YOUR GOAL — Arrange every line of the records below as a numbered list, skipping any blank lines and leaving out the pictures.

Pointing and labeling records

┌──

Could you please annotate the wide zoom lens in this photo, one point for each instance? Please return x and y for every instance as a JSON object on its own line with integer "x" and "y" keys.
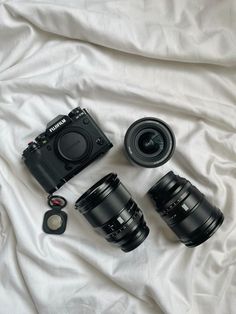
{"x": 185, "y": 209}
{"x": 110, "y": 209}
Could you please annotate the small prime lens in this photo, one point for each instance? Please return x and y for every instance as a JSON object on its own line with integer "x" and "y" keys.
{"x": 149, "y": 142}
{"x": 185, "y": 209}
{"x": 110, "y": 209}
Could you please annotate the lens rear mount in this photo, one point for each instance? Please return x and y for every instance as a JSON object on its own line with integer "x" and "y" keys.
{"x": 149, "y": 142}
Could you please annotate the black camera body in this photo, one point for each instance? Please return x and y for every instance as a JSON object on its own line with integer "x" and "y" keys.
{"x": 69, "y": 144}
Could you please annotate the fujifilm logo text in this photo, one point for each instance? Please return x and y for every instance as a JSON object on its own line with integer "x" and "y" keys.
{"x": 57, "y": 125}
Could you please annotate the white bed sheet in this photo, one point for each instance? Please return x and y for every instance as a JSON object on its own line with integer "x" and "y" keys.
{"x": 122, "y": 60}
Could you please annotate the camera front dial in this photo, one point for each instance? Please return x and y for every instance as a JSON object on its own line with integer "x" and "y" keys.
{"x": 73, "y": 144}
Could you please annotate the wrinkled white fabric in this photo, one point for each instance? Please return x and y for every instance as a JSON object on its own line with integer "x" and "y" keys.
{"x": 122, "y": 60}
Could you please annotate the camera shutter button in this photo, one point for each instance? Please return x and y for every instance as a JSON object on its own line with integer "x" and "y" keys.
{"x": 100, "y": 141}
{"x": 86, "y": 121}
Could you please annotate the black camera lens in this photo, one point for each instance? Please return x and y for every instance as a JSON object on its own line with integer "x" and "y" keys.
{"x": 185, "y": 209}
{"x": 149, "y": 142}
{"x": 110, "y": 209}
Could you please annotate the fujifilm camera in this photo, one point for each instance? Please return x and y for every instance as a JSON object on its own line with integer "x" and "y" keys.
{"x": 69, "y": 144}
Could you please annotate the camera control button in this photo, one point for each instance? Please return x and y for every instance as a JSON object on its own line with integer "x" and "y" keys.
{"x": 68, "y": 167}
{"x": 100, "y": 141}
{"x": 86, "y": 121}
{"x": 32, "y": 146}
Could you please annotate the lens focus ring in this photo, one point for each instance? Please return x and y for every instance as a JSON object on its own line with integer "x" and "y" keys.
{"x": 185, "y": 209}
{"x": 110, "y": 209}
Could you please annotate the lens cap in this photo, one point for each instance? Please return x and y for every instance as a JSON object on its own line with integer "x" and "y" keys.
{"x": 149, "y": 142}
{"x": 54, "y": 221}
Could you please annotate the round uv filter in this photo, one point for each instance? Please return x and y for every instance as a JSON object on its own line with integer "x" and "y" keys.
{"x": 54, "y": 221}
{"x": 57, "y": 201}
{"x": 149, "y": 142}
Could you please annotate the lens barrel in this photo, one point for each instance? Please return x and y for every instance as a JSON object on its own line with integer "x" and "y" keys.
{"x": 185, "y": 209}
{"x": 110, "y": 209}
{"x": 149, "y": 142}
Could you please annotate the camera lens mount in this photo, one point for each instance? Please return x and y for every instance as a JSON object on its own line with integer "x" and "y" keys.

└──

ANSWER —
1. Could you please annotate the wide zoom lens in this photo, one point for each instance? Please return x and y for every instance as a JSON object on its own line with integer "x" and "y" keys.
2. {"x": 185, "y": 209}
3. {"x": 110, "y": 209}
4. Could you please annotate the small prime lens in this photo, one point for each instance? Please return x and y for every instance as a JSON object on its own line with integer "x" and "y" keys.
5. {"x": 149, "y": 142}
6. {"x": 185, "y": 209}
7. {"x": 110, "y": 209}
8. Could you please annotate the lens rear mount in this photo, one point for each instance? Please return x and y for every instance as a JSON object on its own line with integer "x" and "y" keys.
9. {"x": 149, "y": 142}
10. Could you please annotate the black camera body in this photo, one point for each instance? Please return x and y for every instance as a JSON object on its own line with integer "x" and "y" keys.
11. {"x": 69, "y": 144}
12. Could you please annotate the fujifilm logo text in this photo, one point for each instance? Please return x and y for every instance as a JSON object on its own line with integer "x" and "y" keys.
13. {"x": 57, "y": 125}
14. Could you please annotate the white bed sheet in this photo, one point for each instance? Please return x and y for every instance as a JSON object on its own line with integer "x" and "y" keys.
15. {"x": 122, "y": 60}
16. Could you please annotate the camera front dial in this photo, one point for each instance? Please return x and y for every instance as a JSON object on its own line with integer "x" and "y" keys.
17. {"x": 73, "y": 144}
18. Could you please annotate the wrinkled white fabric in this photo, one point for each instance? Please return x and y for every instance as a JSON object on its own line with integer "x" and "y" keys.
19. {"x": 122, "y": 60}
20. Could you please annotate the camera shutter button in this photo, one point for each instance? Please return x and y for every instance as a JSON object on its own line with integer "x" and "y" keys.
21. {"x": 100, "y": 141}
22. {"x": 86, "y": 121}
23. Could you please annotate the black camera lens in this photo, one point for each instance? Please return x and y for every instance as a JSON object on its own line with integer "x" and "y" keys.
24. {"x": 185, "y": 209}
25. {"x": 149, "y": 142}
26. {"x": 110, "y": 209}
27. Could you please annotate the fujifilm camera in this photo, one point for each instance? Please return x and y for every instance as a JSON object on its own line with integer "x" and "y" keys.
28. {"x": 69, "y": 144}
29. Could you please annotate the camera control button in this photo, one point for each instance? Please return x and y for every instance as a JSON object on its own line with integer "x" and "y" keys.
30. {"x": 68, "y": 167}
31. {"x": 100, "y": 141}
32. {"x": 86, "y": 121}
33. {"x": 32, "y": 146}
34. Could you please annotate the lens focus ring in this photo, one point for each instance? Please return x and y for every instance as a JSON object on its own line with integer "x" and "y" keys.
35. {"x": 185, "y": 209}
36. {"x": 110, "y": 209}
37. Could you please annotate the lens cap in this photo, one point for each instance? Please return x and y for every instance as a JSON object on its own line with integer "x" and "y" keys.
38. {"x": 149, "y": 142}
39. {"x": 54, "y": 221}
40. Could you please annotate the round uv filter in this photo, one point for each instance? Please return x and y for every instance as a JSON object on its own line with integer "x" and "y" keys.
41. {"x": 54, "y": 221}
42. {"x": 57, "y": 201}
43. {"x": 149, "y": 142}
44. Could you please annotate the lens barrel in this photo, one point for each instance? Please return x and y for every instance as a JSON object on its own line with integer "x" and "y" keys.
45. {"x": 185, "y": 209}
46. {"x": 110, "y": 209}
47. {"x": 149, "y": 142}
48. Could you please annotate the camera lens mount in this photo, one point for each instance? Please return x and y for every instance as a JSON object on its own line with integer "x" and "y" keys.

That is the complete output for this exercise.